Requirements
Duplicate every line of the listing below, leaving out the pictures.

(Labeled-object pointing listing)
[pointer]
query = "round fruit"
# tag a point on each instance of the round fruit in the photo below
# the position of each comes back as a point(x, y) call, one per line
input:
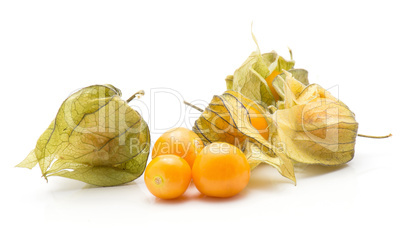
point(221, 170)
point(259, 122)
point(167, 176)
point(178, 141)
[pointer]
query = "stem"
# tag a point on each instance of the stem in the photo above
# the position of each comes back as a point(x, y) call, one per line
point(139, 94)
point(375, 137)
point(193, 106)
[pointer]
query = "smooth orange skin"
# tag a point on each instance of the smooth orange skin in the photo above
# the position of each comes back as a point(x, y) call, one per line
point(221, 170)
point(259, 122)
point(269, 80)
point(179, 141)
point(167, 176)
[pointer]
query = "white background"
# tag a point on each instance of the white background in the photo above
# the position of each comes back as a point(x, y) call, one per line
point(48, 49)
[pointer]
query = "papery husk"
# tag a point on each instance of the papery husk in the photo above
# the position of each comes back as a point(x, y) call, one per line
point(314, 126)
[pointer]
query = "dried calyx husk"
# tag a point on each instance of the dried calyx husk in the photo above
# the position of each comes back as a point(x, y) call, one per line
point(96, 138)
point(227, 119)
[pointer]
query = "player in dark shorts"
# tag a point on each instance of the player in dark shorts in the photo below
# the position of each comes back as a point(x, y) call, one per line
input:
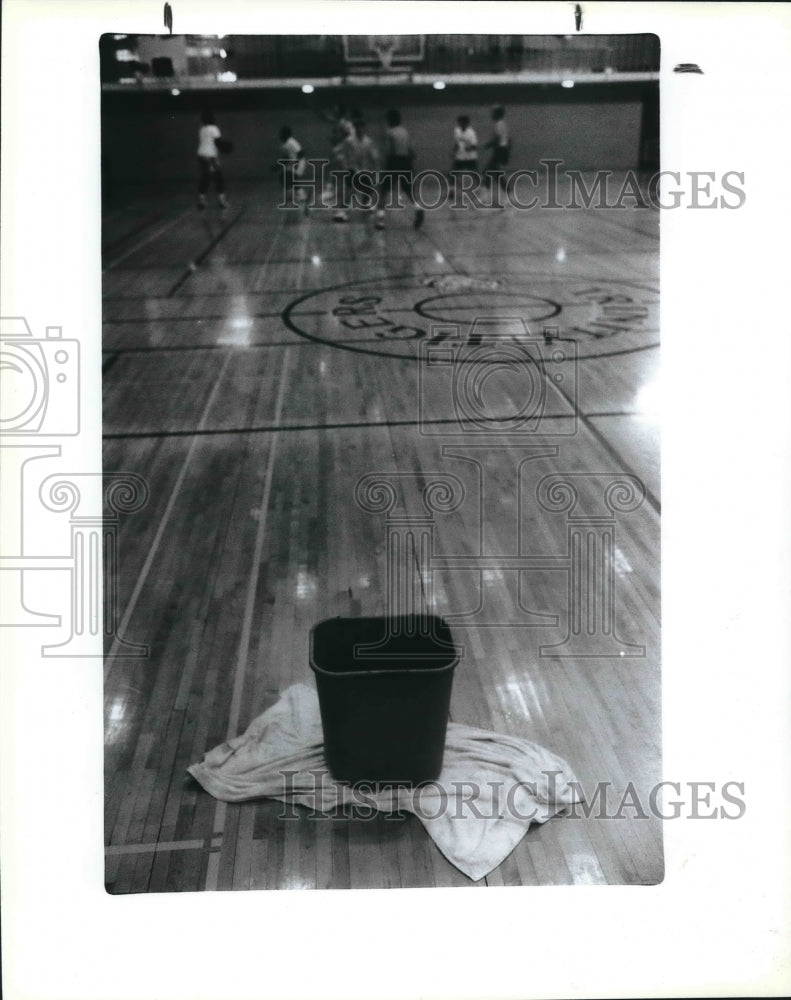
point(500, 145)
point(397, 173)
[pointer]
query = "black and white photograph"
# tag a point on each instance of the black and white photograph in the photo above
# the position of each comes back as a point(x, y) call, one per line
point(395, 452)
point(381, 354)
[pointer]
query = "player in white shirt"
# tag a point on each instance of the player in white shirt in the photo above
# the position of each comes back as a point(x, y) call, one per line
point(465, 148)
point(500, 145)
point(358, 159)
point(209, 161)
point(397, 174)
point(293, 163)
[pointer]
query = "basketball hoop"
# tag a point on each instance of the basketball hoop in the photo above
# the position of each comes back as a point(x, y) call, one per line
point(384, 46)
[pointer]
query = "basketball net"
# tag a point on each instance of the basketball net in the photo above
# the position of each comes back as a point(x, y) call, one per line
point(384, 47)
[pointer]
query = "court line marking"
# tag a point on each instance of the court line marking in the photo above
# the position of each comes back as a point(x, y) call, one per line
point(146, 241)
point(262, 344)
point(194, 264)
point(154, 848)
point(143, 575)
point(221, 808)
point(362, 425)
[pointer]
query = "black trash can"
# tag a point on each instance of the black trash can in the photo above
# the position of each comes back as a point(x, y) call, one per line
point(384, 691)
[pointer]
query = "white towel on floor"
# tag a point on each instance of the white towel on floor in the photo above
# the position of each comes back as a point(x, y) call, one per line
point(491, 788)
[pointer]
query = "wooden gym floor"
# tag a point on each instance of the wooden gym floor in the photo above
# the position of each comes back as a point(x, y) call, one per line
point(251, 411)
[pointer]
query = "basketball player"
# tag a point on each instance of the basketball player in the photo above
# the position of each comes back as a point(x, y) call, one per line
point(358, 159)
point(209, 161)
point(293, 163)
point(465, 148)
point(500, 145)
point(397, 173)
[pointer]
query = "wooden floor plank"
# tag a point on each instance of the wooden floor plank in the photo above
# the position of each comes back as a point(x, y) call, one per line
point(196, 362)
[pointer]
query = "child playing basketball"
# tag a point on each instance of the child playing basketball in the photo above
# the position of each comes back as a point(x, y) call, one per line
point(500, 145)
point(358, 159)
point(293, 163)
point(209, 161)
point(397, 173)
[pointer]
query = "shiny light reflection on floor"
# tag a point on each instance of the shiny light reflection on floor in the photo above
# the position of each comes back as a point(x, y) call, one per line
point(306, 585)
point(239, 335)
point(116, 727)
point(511, 692)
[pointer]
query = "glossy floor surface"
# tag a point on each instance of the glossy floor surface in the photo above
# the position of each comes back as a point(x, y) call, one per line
point(265, 371)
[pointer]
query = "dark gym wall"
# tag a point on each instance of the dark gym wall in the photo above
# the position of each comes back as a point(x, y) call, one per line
point(149, 137)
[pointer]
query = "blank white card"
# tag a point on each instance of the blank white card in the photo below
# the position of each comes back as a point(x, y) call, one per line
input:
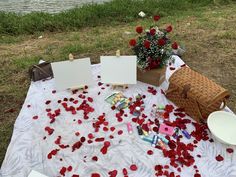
point(119, 70)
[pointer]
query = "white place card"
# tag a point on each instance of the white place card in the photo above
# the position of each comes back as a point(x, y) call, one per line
point(72, 74)
point(119, 70)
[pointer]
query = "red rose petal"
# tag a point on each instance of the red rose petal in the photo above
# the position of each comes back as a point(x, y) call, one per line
point(69, 168)
point(95, 175)
point(82, 139)
point(75, 175)
point(229, 150)
point(219, 158)
point(63, 171)
point(120, 132)
point(90, 99)
point(125, 172)
point(90, 136)
point(133, 167)
point(99, 139)
point(158, 167)
point(35, 117)
point(48, 102)
point(95, 158)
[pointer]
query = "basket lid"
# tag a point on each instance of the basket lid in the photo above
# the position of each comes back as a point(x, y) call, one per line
point(197, 86)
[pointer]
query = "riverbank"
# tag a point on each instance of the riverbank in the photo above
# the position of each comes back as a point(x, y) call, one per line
point(90, 15)
point(208, 34)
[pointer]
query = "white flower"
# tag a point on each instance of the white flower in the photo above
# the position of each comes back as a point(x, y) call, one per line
point(142, 14)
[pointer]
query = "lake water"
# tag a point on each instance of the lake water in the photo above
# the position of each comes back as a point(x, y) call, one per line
point(51, 6)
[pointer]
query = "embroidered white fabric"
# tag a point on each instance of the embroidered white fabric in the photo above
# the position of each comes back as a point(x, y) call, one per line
point(28, 151)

Solution for this task
[pointer]
query = "round fruit"
# tag a point on each instance of the round fruit in the photo below
# the position of each comes back as a point(x, y) call, one per line
input:
point(221, 170)
point(259, 122)
point(167, 176)
point(178, 141)
[pointer]
query = "stem"
# tag a point on each instance of the stem in the photo above
# the position of each comes back as a point(x, y) call, one per line
point(139, 94)
point(375, 137)
point(193, 106)
[pointer]
query = "smooth orange skin"
# tag a point on each instance of the smooth orange skin in the photo above
# the position of each comes back as a point(x, y) call, one per line
point(221, 170)
point(259, 122)
point(269, 80)
point(179, 141)
point(167, 176)
[pointer]
query = "white background"
# tag a point on each instance of the white background in the photo above
# the position of each comes back as a point(x, y) call, one per line
point(48, 49)
[pointer]
query = "papery husk"
# tag a point on each instance of the papery husk in the photo above
# the position of each comes back as a point(x, y) call, one per line
point(314, 126)
[pointer]
query = "dried calyx husk"
# tag a point on each instance of the dried calyx husk in the photo above
# the position of each comes back as a point(x, y) call, one per line
point(96, 138)
point(227, 119)
[pointer]
query = "player in dark shorts"
# tag a point on each instance of the player in dark shorts in the photo below
# the position of each comes back as a point(x, y) call, one per line
input:
point(500, 145)
point(397, 173)
[pointer]
query = "black and white photograph"
# tag a point on each instance of the black and white photograph in the photo above
# the position of each comes back as a point(x, y) call, one per line
point(395, 452)
point(381, 354)
[pointer]
query = "player in white shirt"
# tag a point on each instance of the player in white shirt in the photo above
# the position of each comes back as a point(x, y) call, one per line
point(465, 148)
point(500, 145)
point(358, 159)
point(209, 161)
point(397, 174)
point(293, 163)
[pointer]
query = "basketball hoop"
# tag a point on each instance of the basketball hoop in the photo above
# the position of each comes back as a point(x, y) call, one per line
point(384, 46)
[pointer]
query = "basketball net"
# tag a point on each instance of the basketball net in the photo above
# the position of each comes back as a point(x, y) call, one per line
point(384, 47)
[pointer]
query = "court line marking"
# tag a point on each instance of the court line marking in the photo above
# the position of each comes back as a point(x, y) call, one per line
point(146, 241)
point(262, 344)
point(194, 264)
point(154, 848)
point(143, 575)
point(221, 808)
point(362, 425)
[pointer]
query = "black trash can"
# tag a point on each instance of the black trash can in the photo above
# the position of each comes back as a point(x, y) call, one per line
point(384, 691)
[pointer]
query = "white towel on floor"
# tag a point on each instance of the white towel on floor in the photo above
# the position of each comes back as a point(x, y) call, one per line
point(491, 788)
[pointer]
query = "wooden gym floor"
# tag a point on each instance of the wooden gym floor in the photo above
# the position of each comes back as a point(x, y) call, one per line
point(251, 411)
[pointer]
query = "basketball player"
# tag a point on each instance of the basketball player in the photo above
# the position of each comes back as a point(x, y) call, one per line
point(358, 159)
point(209, 161)
point(293, 163)
point(465, 148)
point(500, 145)
point(397, 173)
[pointer]
query = "wooden floor plank"
# tag a point on each instance of the wooden floor plank in the photo above
# the position of each comes back as a point(x, y) call, one per line
point(196, 362)
[pointer]
query = "child playing basketball"
# tag a point on each instance of the child playing basketball in the photo above
# the position of each comes back as a point(x, y) call, one per line
point(500, 145)
point(358, 159)
point(293, 163)
point(209, 161)
point(397, 173)
[pointer]
query = "shiny light reflection on floor"
# tag a point on each instance of the shiny light reflection on floor in the photo above
# the position of each comes back as a point(x, y) call, one per line
point(306, 585)
point(239, 335)
point(116, 727)
point(511, 692)
[pointer]
query = "glossy floor surface"
# tag a point on each instance of the glossy floor surface in the photo above
# the position of each comes back as a point(x, y) call, one per line
point(265, 371)
[pointer]
query = "dark gym wall"
# tag a point on each instance of the dark gym wall in the photo above
# the position of each comes back as a point(x, y) call, one per line
point(149, 137)
[pointer]
query = "blank white card"
# tag a point on each instance of the blank white card in the photo below
# the position of each comes back as a point(x, y) call, one per line
input:
point(119, 70)
[pointer]
query = "white place card"
# tag a point on each instance of the white place card in the photo above
# the position of each comes back as a point(x, y) call, one per line
point(72, 74)
point(119, 70)
[pointer]
query = "red rose petal"
# tag a point on each instance of the red rose petal in the photo above
# the position of each comes back as a point(x, y) call, one per line
point(69, 168)
point(95, 175)
point(82, 139)
point(75, 175)
point(229, 150)
point(219, 158)
point(63, 171)
point(120, 132)
point(90, 99)
point(125, 172)
point(90, 136)
point(133, 167)
point(99, 139)
point(158, 167)
point(35, 117)
point(48, 102)
point(95, 158)
[pointer]
query = "basket lid"
# tag a point on each instance of the basket lid in the photo above
# the position of each comes back as a point(x, y) call, one per line
point(197, 86)
[pointer]
query = "riverbank"
# tag a point on each instance of the riverbank in the photo above
# the position of each comes back as a point(x, y) call, one per line
point(90, 15)
point(208, 34)
[pointer]
query = "white flower"
# tag a point on each instance of the white flower in the photo above
# the position of each comes back as a point(x, y) call, one per line
point(142, 14)
[pointer]
query = "lake water"
# tag a point on each instance of the lake water in the photo above
# the position of each comes back as a point(x, y) call, one per line
point(51, 6)
[pointer]
query = "embroidered white fabric"
# tag a point on each instance of the embroidered white fabric in the photo above
# the position of each comes back as a point(x, y) call, one per line
point(28, 151)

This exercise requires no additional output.